### GOAL OF THE EXERCISE
Print every line of the listing exactly, please.

--- START RECORDS PROVIDED ---

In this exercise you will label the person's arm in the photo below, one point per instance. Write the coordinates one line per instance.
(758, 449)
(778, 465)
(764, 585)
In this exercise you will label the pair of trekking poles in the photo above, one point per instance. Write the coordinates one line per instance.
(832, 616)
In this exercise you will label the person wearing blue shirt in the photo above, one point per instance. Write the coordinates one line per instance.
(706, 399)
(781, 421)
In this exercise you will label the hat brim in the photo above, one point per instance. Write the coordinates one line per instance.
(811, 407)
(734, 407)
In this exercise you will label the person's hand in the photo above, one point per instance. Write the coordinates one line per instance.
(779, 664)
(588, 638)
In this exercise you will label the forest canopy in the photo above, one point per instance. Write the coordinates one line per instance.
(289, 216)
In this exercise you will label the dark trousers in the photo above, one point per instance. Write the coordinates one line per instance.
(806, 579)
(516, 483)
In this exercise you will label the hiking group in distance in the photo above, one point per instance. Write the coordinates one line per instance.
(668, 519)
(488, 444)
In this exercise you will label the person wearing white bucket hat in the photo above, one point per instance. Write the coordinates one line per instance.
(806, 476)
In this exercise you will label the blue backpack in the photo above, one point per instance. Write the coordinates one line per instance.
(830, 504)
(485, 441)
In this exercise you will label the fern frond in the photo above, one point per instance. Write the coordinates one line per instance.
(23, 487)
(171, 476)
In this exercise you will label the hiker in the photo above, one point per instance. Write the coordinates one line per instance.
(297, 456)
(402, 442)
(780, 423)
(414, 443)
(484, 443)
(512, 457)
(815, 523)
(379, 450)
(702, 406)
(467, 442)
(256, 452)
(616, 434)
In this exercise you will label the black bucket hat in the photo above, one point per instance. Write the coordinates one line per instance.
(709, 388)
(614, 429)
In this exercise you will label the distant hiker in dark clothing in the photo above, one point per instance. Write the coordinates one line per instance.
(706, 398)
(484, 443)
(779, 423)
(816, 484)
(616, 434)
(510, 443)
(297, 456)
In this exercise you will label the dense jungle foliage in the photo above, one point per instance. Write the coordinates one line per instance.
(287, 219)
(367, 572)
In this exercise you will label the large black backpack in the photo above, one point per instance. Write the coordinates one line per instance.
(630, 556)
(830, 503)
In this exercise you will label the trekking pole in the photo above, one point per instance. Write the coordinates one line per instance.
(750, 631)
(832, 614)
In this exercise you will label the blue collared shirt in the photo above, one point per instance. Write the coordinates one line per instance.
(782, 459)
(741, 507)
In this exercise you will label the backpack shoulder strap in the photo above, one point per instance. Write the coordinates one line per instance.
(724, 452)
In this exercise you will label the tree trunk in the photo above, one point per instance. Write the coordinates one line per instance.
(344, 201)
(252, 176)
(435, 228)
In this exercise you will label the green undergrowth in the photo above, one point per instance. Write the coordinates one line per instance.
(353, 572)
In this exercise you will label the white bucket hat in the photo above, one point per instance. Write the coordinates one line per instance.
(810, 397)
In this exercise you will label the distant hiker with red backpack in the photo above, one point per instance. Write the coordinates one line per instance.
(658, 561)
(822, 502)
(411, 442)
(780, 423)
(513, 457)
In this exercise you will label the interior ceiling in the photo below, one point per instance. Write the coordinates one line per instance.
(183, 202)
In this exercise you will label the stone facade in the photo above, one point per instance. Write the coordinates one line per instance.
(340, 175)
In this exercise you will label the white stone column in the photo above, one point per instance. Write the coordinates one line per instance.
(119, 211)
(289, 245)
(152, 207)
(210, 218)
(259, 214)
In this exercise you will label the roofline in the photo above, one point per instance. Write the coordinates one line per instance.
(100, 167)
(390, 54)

--- END RECORDS PROVIDED ---

### ANSWER TO THIS EXERCISE
In this exercise you will label the person's arm in the photo below, one point per instance. Write the coordinates one line per instance.
(758, 449)
(778, 465)
(764, 585)
In this exercise you will label the pair of trekking poles in the photo above, one point per instance. Write the coordinates one line per instance.
(832, 616)
In this exercise you will label the person wearing blue shirt in the photo above, one point per instance. Write the coordinates one line per instance.
(706, 399)
(781, 421)
In this exercise you will label the hat brim in the photo above, one point per instance. Write the coordinates one line per instance.
(811, 407)
(734, 407)
In this exercise you will label the person's hand in the photo above, one point per instance. Write the coordinates one line per instance.
(779, 664)
(588, 638)
In this exercise you will label the forest canopy in the photo above, one point per instance. Write the coordinates one line per instance.
(289, 216)
In this exercise you will label the dark trousers in the photo above, one point per instance. Write the coordinates one line per instance.
(806, 579)
(516, 483)
In this exercise you will label the hiking group in distance in the photo above, one point per instance. Write the coordinates one line per instance.
(668, 519)
(488, 444)
In this exercise you will label the person wearing white bucket hat in the photo above, one point per instance. Write the coordinates one line per instance.
(806, 476)
In this exercise you will label the blue backpack in the photo above, one point per instance. Write the coordinates one line per instance.
(830, 504)
(485, 441)
In this exercise you will label the fern frond in the photo above, one point per instance. Write the coordinates one line per instance.
(23, 487)
(171, 476)
In this exercise you will label the hiker in the photo above, one point per instance. Write the coordinates one line per instance.
(297, 456)
(402, 442)
(780, 423)
(414, 443)
(484, 443)
(512, 457)
(815, 523)
(379, 450)
(702, 406)
(467, 442)
(256, 452)
(616, 434)
In this exercise you will label the black bucket hat in the photo above, one point per instance. Write the coordinates one line per instance.
(709, 388)
(614, 429)
In this exercise you will label the distant hiker in dark clothing in the photo above, one point per instance. Write the coordinates one line per instance.
(706, 398)
(484, 443)
(779, 423)
(816, 484)
(616, 434)
(510, 443)
(297, 456)
In this exercise you will label the dense jungle foliage in the photo above, one point per instance. Write the coordinates one line per instance.
(287, 219)
(367, 572)
In this exercise you will label the large black backpack in the photo above, one point per instance. Write the coordinates one line per instance.
(630, 556)
(830, 503)
In this exercise you will label the trekking pole in the photo above, one point per instance. Write the coordinates one line per instance.
(750, 631)
(832, 614)
In this exercise you will label the blue collared shirt in the photo above, one point per instance. Write the coordinates one line per instance.
(782, 459)
(741, 507)
In this exercise you will label the backpack shoulder strap in the photo above, one point per instance. Write the coordinates one line per instance.
(724, 452)
In this exercise you will label the tree trunk in the photo above, one point per instance. Write the coordinates one line per instance.
(344, 201)
(252, 176)
(435, 228)
In this exercise you will label the green undergrowth in the photo above, one point per instance. Write the coordinates one line per instance.
(353, 572)
In this exercise you will label the white bucket hat in the photo above, one point per instance. Write the coordinates one line per instance.
(810, 397)
In this exercise you will label the distant hiker with red backpack in the photo above, one point per instance. Write the coordinates one line per instance.
(658, 561)
(822, 502)
(411, 442)
(780, 423)
(513, 457)
In this exercise you will label the interior ceiling in the photo below, one point per instance. Write the coordinates one line per instance.
(183, 202)
In this exercise you will label the stone facade in the photo above, one point per instance. Write the coordinates one line per instance.
(340, 175)
In this exercise you will label the white stone column in the photo above, one point per instance. Write the coordinates one line per instance.
(119, 211)
(289, 245)
(152, 207)
(210, 218)
(259, 214)
In this exercise you will label the roofline in the photo above, one point per instance. Write the coordinates one line per instance.
(100, 167)
(390, 54)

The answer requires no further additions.